Write the next part of the recollection of P&H Mining's move off the mainframe, starting after its final sentence.
— START Text shown —
I can't help but think about my long time job at P&H Mining when reading of
companies taking 10 years to get off the mainframe. I was hired in 1985 to
install MVS on a 3081 running 5 DOS guests and 2 VS1 guests under VM. I was
a little concerned when I would go to a meeting with my boss shortly after I
was hired and he was trying to convince a higher level of management that we
need to convert to MVS.
I installed MVS/SP 1.3.5 in Aug. 1985. The 2 VS1 guests were easy to
convert. One ran 20 Cadam scopes, and the other ran Nastran jobs, an
engineering language P&H used for finite element analysis, whatever that is.
I think it took about 2 years after that to convert all of the DOS guests to
MVS which ran the business part of the datacenter.
In 2004, they made the decision to get off of the mainframe. We had bought
Joy Mining in Pennsylvania in the early 90's, a maker of underground mining
equipment. P&H made above ground mining shovels, so that was a good fit
business wise. Joy decided to get off the mainframe rather than convert all
of their really old home grown software for the Y2K conversion. By early
1999, Joy finished their conversion, and ran everything on their own machine
in PA again on an Aix platform. Meanwhile, P&H converted all of their
software with their own staff and lots of consultants.
A big part of the conversion was that we were running SAP software. Joy
converted everything they ran to different SAP software modules. A few
years after the conversion, P&H decided to get off of their MVS mainframe
and run on Joy's system in PA. They planned on an 18 month conversion
effort. That actually got extended by 3 months, so the whole conversion
effort took 21 months. I believe the whole conversion to AIX was made
possible when SAP decided to allow P&H to run on Joy's computer system
without buying another SAP license. Originally, SAP was going to make P&H
buy a new license for their software. Then, they decided that if Joy & P&H
ran on the same computer system, they wouldn't have to buy a new license,
saving at least a million dollars or more.
— END Text shown —
— START Supplied data —
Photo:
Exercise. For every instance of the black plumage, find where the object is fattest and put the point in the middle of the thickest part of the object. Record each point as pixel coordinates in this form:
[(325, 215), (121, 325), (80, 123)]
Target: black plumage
— END Supplied data —
## Reply to the exercise
My whole point in all this is that conversions to or from MVS don't have to
take 10 years. It often does, but it doesn't have to. I think at P&H we
had several advantages. We had MVS installed for only 21 years at the time
we got off of it, not 40 like a lot of shops. Also, much of the software we
had was packages. We also had a smaller 115 MIP machine - an MP3000.
I have to say, I wish P&H hadn't converted off of MVS, but it probably was
the right thing for them to do givin all of the circumstances. It would be
a lot nicer driving 5 miles to work every day from my home in the Milwaukee
area than driving 170 miles to Dubuque every Sunday and back again on Friday
after work. Oh well!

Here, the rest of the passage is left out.